*** 本文
「準緊急帝王切開」になって分かった、先生の判断の正しさ

 一刻の猶予もない「緊急帝王切開」ではなく、時間的にはもう少し余裕がある「準緊急帝王切開」だったためか、手術室には夫も後から入ることができました。

 ただ、一つ不安なことがありました。麻酔です。不妊治療で最初に体外受精のために採卵をしたときから、私は体質的に麻酔に弱いと分かっていたので、帝王切開と聞いたとき、「手術のときには麻酔科の先生に必ずいてほしい」と伝えていました。そして、それを考慮して麻酔科医が2~3人いる日を手術日とする予定でした。

 ところが、急きょ手術することになったため、この日は麻酔科医が1人しかいなかったのです。そして麻酔が始まると、やっぱりろれつが回らなくなってきました。私の血圧も下がってきたので怖くなりましたが、しばらくすると落ち着いて、脈も安定してきたので、ホッとしました。
******
*** 提供一覧
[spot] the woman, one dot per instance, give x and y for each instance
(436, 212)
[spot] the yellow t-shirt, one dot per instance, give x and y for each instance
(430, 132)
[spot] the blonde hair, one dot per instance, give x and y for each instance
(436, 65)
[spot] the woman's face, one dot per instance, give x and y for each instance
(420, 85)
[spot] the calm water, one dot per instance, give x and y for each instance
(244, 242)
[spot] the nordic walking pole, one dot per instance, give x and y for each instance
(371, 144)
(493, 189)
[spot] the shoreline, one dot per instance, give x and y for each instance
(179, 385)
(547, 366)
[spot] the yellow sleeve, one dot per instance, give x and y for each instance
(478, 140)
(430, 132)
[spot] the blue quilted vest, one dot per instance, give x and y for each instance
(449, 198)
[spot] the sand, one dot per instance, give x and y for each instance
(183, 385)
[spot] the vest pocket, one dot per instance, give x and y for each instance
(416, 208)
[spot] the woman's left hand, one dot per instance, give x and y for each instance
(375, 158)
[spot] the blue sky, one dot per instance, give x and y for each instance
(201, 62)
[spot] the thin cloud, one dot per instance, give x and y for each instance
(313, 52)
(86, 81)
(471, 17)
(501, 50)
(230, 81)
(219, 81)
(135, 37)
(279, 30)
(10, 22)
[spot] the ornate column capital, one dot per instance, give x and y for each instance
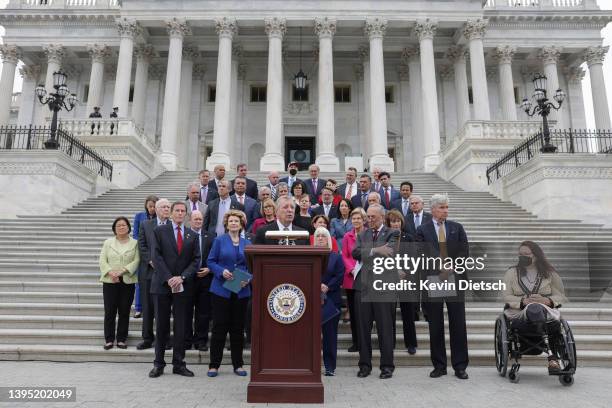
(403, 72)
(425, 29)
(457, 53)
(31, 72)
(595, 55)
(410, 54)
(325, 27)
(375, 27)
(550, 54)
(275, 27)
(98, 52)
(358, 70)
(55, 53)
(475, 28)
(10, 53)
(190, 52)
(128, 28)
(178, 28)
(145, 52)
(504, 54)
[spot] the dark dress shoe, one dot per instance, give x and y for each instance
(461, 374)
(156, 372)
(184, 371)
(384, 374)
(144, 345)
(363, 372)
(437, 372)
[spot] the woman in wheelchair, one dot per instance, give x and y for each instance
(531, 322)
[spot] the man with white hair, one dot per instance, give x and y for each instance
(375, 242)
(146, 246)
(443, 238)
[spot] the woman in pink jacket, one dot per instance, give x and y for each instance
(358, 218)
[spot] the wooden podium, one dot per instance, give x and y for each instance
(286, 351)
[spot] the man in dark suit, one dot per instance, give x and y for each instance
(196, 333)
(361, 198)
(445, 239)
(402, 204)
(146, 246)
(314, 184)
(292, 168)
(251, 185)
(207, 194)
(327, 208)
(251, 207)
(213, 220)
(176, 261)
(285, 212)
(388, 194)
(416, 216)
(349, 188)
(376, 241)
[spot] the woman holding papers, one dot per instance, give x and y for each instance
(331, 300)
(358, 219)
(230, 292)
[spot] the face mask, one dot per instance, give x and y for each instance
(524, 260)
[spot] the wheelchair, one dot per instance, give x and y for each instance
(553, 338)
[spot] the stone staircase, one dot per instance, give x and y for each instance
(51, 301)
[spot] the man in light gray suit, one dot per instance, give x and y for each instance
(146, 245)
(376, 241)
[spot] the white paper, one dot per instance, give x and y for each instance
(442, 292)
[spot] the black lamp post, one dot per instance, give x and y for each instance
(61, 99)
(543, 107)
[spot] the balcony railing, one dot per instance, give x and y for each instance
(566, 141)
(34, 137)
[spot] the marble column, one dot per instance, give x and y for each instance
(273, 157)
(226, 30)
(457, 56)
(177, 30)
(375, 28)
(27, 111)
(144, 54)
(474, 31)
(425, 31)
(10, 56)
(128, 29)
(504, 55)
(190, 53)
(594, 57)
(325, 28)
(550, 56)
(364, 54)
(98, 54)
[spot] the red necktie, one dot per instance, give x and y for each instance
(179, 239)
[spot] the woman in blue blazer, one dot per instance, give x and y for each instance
******
## 課題内容:
本文にある次の一文を英語に訳しなさい。「私の血圧も下がってきたので怖くなりましたが、しばらくすると落ち着いて、脈も安定してきたので、ホッとしました。」

## 解答:
My blood pressure also started to drop, which frightened me, but after a while things settled down and my pulse stabilized, so I felt relieved.